Referring expression data
□ □ □ □ □
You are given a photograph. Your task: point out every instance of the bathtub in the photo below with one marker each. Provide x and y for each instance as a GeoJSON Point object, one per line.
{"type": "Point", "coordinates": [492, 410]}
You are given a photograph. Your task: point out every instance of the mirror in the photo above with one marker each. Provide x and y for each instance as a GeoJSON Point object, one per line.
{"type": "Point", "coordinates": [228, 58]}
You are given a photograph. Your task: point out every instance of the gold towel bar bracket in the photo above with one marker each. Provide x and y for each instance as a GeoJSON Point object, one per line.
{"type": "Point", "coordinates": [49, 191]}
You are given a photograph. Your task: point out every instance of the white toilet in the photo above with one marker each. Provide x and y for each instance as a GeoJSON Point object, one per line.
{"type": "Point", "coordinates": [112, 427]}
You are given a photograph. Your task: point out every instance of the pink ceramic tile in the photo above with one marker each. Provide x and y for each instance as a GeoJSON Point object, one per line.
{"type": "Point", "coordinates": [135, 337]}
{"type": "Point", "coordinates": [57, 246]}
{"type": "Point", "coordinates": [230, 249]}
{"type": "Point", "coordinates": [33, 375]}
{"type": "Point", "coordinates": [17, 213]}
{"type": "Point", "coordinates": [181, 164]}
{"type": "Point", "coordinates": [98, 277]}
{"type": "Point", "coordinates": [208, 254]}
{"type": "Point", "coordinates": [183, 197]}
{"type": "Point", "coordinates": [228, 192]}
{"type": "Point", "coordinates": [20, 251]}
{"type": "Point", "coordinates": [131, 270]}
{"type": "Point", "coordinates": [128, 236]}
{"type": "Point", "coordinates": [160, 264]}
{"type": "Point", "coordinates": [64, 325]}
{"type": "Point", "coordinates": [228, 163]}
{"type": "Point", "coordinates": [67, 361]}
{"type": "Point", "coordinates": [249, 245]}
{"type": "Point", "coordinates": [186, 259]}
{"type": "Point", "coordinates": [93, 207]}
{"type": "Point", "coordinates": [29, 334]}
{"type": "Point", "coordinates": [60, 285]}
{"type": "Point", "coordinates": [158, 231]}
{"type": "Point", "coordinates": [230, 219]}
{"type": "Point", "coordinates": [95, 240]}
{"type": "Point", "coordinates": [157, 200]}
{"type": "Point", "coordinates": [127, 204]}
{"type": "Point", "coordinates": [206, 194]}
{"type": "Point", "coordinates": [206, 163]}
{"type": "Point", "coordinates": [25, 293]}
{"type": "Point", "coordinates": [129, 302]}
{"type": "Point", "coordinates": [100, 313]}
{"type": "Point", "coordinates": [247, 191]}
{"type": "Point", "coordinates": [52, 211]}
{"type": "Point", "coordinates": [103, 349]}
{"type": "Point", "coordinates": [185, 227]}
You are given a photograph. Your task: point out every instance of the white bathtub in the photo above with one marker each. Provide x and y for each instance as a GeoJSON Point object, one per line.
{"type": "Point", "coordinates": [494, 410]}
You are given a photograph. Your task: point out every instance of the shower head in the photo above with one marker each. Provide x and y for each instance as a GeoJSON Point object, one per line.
□ □ □ □ □
What to do:
Whatever appears in the data above is to be set down exactly.

Output of the exercise:
You are given a photograph. Your task: point out every instance of the bathtub in the photo below with one marker each. Provide x and y for each instance as a GeoJSON Point object, one per line.
{"type": "Point", "coordinates": [492, 410]}
You are given a photograph. Your task: point out every instance of the mirror in the photo above with one marker each. Provide x and y for each instance as a GeoJSON Point object, one per line.
{"type": "Point", "coordinates": [228, 58]}
You are given a photograph. Your task: point out every instance of the gold towel bar bracket in the photo above with one marker each. Provide x and y for each instance as a GeoJSON Point object, one per line.
{"type": "Point", "coordinates": [49, 191]}
You are given a photograph. Your task: point out every instance of the white toilet in the photo above with one marker each. Provide x and y for each instance as a GeoJSON Point object, one per line.
{"type": "Point", "coordinates": [112, 427]}
You are given a photograph. Your task: point out every instance of the pink ceramic tile in the photo above with one marker each. Provide x and y for each instance as a GeoJSON Point object, one per line.
{"type": "Point", "coordinates": [135, 337]}
{"type": "Point", "coordinates": [57, 246]}
{"type": "Point", "coordinates": [230, 249]}
{"type": "Point", "coordinates": [33, 375]}
{"type": "Point", "coordinates": [17, 213]}
{"type": "Point", "coordinates": [181, 164]}
{"type": "Point", "coordinates": [98, 277]}
{"type": "Point", "coordinates": [208, 254]}
{"type": "Point", "coordinates": [183, 197]}
{"type": "Point", "coordinates": [228, 192]}
{"type": "Point", "coordinates": [20, 251]}
{"type": "Point", "coordinates": [131, 270]}
{"type": "Point", "coordinates": [128, 236]}
{"type": "Point", "coordinates": [160, 264]}
{"type": "Point", "coordinates": [64, 325]}
{"type": "Point", "coordinates": [228, 163]}
{"type": "Point", "coordinates": [67, 361]}
{"type": "Point", "coordinates": [249, 245]}
{"type": "Point", "coordinates": [186, 259]}
{"type": "Point", "coordinates": [93, 207]}
{"type": "Point", "coordinates": [29, 334]}
{"type": "Point", "coordinates": [60, 285]}
{"type": "Point", "coordinates": [158, 231]}
{"type": "Point", "coordinates": [230, 219]}
{"type": "Point", "coordinates": [95, 240]}
{"type": "Point", "coordinates": [157, 200]}
{"type": "Point", "coordinates": [127, 204]}
{"type": "Point", "coordinates": [206, 194]}
{"type": "Point", "coordinates": [206, 163]}
{"type": "Point", "coordinates": [25, 293]}
{"type": "Point", "coordinates": [129, 302]}
{"type": "Point", "coordinates": [100, 313]}
{"type": "Point", "coordinates": [247, 191]}
{"type": "Point", "coordinates": [52, 211]}
{"type": "Point", "coordinates": [103, 349]}
{"type": "Point", "coordinates": [185, 227]}
You are given a photograph. Your task: point out every instance of the white bathtub in the photo above with one marker each. Provide x and y for each instance as a GeoJSON Point object, one per line.
{"type": "Point", "coordinates": [494, 410]}
You are given a photograph. Your task: point out every instance of the shower head in the photo above with one marker each. Provide x and y for each instance as a GeoJSON Point object, one per line.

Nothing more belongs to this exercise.